> _ФРАГМЕНТ ТЕКСТА_:
━━━━

Покуда акции росли в цене, то есть на протяжении почти всех 1920-х годов, система работала прекрасно. При этом любому мало-мальски грамотному экономисту было ясно, что между ценой большинства акций и ценой компаний, которыми они были выпущены, не было никакого прямого соответствия. Если общий национальный продукт (измеряемый валовым внутренним продуктом) вырос за десятилетие на 60 процентов, то акции поднялись в цене на 400 процентов. Цены на акции были очевидно раздутыми и не имели ничего общего с увеличением доходов или увеличением производства; они держались на таком высоком уровне только благодаря желанию новых покупателей платить за них все больше и больше.
Большинство мелких инвесторов и не знали, что против них ведется крупная игра. Многие ведущие бизнесмены страны входили в синдикаты, внутри которых манипулировали ценами так, чтобы получить быструю прибыль за счет ничего не подозревавших вкладчиков. Джон Брукс в своей ставшей классической книге «Однажды в Голконде» описывал экономические махинации таких светил, как Уолтер Дж. Крайслер из корпорации «Крайслер», Джон Джейкоб Раскоб, председатель национального комитета Демократической партии, и Лизетт Сарнов, жена Дэвида Сарнова, главы Радиовещательной корпорации Америки (RCA). Некий брокер по их указке через определенные интервалы скупал крупные партии акций RCA, в результате чего их цена поднялась с 90 до 109 долларов. Подъем акций привлекал других инвесторов. Затем брокер продал все бумаги, и его клиенты получили прибыль почти в 5 миллионов долларов меньше чем за месяц. После этого цена на акции упала до 87 долларов, и все другие инвесторы понесли большие потери. Конечно, такие махинации – не повод для гордости, но в них не было и ничего противозаконного. С их помощью Раскоб заработал большую часть своего капитала, как и Джозеф П. Кеннеди, отец президента Джона Ф. Кеннеди.

━━━━

> _СУТЬ ЗАДАНИЯ_:
Ответьте на вопросы по приведенному выше фрагменту о фондовом рынке 1920-х годов:
(a) На сколько процентов за десятилетие поднялись в цене акции?
(b) С какой до какой цены поднялись акции RCA после скупки их брокером?
(c) До какой цены упали эти акции после продажи всех бумаг?

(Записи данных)
━━━━

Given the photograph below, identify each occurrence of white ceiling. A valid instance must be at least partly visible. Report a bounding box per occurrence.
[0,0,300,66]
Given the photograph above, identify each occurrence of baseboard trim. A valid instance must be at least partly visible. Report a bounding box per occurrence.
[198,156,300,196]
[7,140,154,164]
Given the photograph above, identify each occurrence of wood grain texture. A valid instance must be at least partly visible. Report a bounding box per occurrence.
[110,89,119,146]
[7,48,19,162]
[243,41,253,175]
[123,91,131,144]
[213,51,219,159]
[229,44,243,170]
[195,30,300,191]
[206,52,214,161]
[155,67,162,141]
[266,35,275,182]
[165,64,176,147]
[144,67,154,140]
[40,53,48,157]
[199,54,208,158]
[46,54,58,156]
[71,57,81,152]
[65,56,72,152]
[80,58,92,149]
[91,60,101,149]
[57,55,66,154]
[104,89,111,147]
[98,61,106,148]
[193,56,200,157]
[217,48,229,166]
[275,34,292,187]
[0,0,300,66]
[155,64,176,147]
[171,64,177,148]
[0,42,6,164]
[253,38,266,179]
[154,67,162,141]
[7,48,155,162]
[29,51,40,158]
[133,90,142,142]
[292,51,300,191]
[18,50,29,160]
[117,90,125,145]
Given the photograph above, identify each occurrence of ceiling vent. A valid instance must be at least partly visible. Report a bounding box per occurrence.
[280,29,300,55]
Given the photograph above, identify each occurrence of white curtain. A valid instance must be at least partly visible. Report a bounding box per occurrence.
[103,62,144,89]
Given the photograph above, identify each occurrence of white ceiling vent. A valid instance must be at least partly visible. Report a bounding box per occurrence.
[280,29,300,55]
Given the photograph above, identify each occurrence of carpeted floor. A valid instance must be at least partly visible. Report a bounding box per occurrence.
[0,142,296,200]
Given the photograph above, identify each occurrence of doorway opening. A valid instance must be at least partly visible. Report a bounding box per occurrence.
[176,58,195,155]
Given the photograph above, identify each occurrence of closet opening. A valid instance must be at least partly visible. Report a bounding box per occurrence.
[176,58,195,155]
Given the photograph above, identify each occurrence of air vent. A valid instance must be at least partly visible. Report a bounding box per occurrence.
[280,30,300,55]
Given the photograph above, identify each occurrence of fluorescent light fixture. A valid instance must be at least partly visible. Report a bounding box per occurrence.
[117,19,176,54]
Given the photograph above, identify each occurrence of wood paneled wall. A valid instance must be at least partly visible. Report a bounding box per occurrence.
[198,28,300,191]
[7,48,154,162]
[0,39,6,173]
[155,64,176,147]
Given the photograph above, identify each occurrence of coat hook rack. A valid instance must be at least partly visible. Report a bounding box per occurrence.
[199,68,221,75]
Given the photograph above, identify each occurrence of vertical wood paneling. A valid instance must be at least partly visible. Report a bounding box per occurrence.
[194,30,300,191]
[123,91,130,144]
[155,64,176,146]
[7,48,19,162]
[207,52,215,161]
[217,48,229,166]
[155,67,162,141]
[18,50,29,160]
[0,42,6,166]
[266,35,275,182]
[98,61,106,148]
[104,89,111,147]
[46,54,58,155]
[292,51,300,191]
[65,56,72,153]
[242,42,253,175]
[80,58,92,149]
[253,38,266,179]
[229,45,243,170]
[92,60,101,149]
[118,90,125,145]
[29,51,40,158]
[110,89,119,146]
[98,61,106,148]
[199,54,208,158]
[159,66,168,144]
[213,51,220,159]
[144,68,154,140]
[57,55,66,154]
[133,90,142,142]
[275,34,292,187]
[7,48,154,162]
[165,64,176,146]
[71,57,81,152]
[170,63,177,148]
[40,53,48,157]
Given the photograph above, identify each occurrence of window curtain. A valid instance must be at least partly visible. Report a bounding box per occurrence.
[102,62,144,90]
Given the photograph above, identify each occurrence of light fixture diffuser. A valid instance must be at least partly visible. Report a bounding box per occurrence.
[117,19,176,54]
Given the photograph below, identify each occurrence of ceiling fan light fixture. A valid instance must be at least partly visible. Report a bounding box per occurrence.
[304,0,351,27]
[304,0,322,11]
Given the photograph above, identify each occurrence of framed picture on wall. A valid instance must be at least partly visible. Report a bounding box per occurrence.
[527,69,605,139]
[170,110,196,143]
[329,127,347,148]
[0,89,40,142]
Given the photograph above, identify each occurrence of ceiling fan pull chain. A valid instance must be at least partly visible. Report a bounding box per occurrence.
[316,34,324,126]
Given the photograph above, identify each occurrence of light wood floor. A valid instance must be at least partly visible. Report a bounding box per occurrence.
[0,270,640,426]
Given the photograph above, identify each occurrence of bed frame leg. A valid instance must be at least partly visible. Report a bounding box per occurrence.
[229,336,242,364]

━━━━

> _РЕЗУЛЬТАТ ВЫПОЛНЕНИЯ_:
(a) На 400 процентов.
(b) С 90 до 109 долларов.
(c) До 87 долларов.